# [EXERCISE DIRECTIONS]
Write out each line of the material below as a numbered list, leaving out any blank lines.

(Data taken from a collection)

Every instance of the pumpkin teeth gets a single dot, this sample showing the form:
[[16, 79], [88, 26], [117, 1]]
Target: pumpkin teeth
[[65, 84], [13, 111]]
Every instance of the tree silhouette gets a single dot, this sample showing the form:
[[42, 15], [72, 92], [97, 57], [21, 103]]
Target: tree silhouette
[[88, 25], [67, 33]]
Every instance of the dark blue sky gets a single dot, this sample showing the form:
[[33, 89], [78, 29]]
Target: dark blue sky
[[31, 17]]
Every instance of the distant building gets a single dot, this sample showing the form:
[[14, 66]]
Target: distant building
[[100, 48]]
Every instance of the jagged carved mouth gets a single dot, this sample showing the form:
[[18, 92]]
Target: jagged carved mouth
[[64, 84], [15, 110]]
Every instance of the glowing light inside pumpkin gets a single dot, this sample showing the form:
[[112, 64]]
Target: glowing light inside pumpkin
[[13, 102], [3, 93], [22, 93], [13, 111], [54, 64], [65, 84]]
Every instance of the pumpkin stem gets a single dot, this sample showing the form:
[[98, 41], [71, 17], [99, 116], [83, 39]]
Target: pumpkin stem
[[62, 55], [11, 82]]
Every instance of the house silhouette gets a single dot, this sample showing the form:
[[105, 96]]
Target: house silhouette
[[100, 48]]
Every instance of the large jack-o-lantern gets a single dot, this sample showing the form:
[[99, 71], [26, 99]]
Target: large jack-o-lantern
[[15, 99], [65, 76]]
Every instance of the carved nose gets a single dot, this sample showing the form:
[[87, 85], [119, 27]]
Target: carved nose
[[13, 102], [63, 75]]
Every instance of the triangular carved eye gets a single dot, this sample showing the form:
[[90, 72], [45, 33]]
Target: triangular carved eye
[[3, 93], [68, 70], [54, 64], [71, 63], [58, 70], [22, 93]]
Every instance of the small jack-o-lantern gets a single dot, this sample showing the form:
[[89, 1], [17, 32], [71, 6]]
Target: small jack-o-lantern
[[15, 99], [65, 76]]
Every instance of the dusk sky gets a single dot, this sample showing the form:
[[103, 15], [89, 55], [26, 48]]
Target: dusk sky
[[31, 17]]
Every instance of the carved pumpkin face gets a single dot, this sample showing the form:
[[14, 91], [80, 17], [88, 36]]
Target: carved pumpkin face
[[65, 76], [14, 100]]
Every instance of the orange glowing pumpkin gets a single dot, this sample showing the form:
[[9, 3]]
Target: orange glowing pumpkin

# [COMPLETE OUTPUT]
1. Every instance of the pumpkin teeth gets a single dot, this sample showing the form:
2. [[16, 79], [88, 26], [117, 1]]
3. Target: pumpkin teeth
4. [[65, 84], [13, 111]]
5. Every instance of the tree silhouette gets a single dot, this sample showing the form:
6. [[42, 15], [72, 92], [97, 57], [21, 103]]
7. Target: tree silhouette
8. [[88, 25], [67, 33]]
9. Every instance of the dark blue sky gets a single dot, this sample showing the form:
10. [[33, 89], [78, 29]]
11. Target: dark blue sky
12. [[31, 17]]
13. Every instance of the distant building gets a single dot, this sample showing the form:
14. [[14, 66]]
15. Target: distant building
16. [[100, 48]]
17. Every instance of the jagged carved mouth gets a single dot, this sample showing the form:
18. [[18, 92]]
19. Target: jagged carved mouth
20. [[64, 84], [15, 110]]
21. Every instance of the glowing light inside pumpkin gets a single dot, this sample showing the form:
22. [[112, 64]]
23. Target: glowing light inside pumpkin
24. [[13, 102], [3, 93], [22, 93], [13, 111], [54, 64], [65, 84]]
25. Every instance of the pumpkin stem gets a single dot, this sample showing the form:
26. [[98, 41], [71, 17], [99, 116], [83, 39]]
27. Target: pumpkin stem
28. [[62, 55], [11, 82]]
29. Every instance of the house silhouette gets a single dot, this sample showing the form:
30. [[105, 96]]
31. Target: house silhouette
32. [[100, 48]]
33. Every instance of the large jack-o-lantern gets a single dot, this sample showing the form:
34. [[99, 71], [26, 99]]
35. Target: large jack-o-lantern
36. [[15, 99], [65, 76]]
37. Every instance of the carved nose gets a single dot, this sample showing the form:
38. [[87, 85], [119, 27]]
39. Target: carved nose
40. [[13, 102], [63, 75]]
41. Every instance of the triangular carved eye gets a single dot, this sample showing the form:
42. [[90, 72], [45, 33]]
43. Target: triangular carved eye
44. [[3, 93], [68, 70], [54, 64], [71, 63], [58, 70], [22, 93]]
45. Every instance of the small jack-o-lantern gets a single dot, this sample showing the form:
46. [[89, 1], [17, 32], [71, 6]]
47. Target: small jack-o-lantern
48. [[15, 99], [65, 76]]
49. Every instance of the dusk sky gets a single dot, this sample showing the form:
50. [[103, 15], [89, 55], [26, 48]]
51. Target: dusk sky
52. [[31, 17]]
53. Every instance of the carved pumpkin face gets a single dot, this sample showing the form:
54. [[14, 91], [80, 17], [88, 36]]
55. Target: carved pumpkin face
56. [[65, 76], [14, 100]]
57. Every instance of the orange glowing pumpkin gets a single dot, this sample showing the form:
58. [[9, 3]]
59. Target: orange glowing pumpkin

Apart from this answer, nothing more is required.